Records from a collection:
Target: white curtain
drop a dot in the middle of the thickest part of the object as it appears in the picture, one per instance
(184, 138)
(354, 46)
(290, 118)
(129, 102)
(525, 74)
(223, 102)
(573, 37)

Task requirements:
A complete, exact repeat of the records is the required answer.

Result for this task:
Target: white curtain
drop a dot in the middle of the thickest part of the object as it appears in the picture, one per instance
(184, 138)
(354, 46)
(290, 118)
(129, 102)
(525, 74)
(223, 102)
(573, 37)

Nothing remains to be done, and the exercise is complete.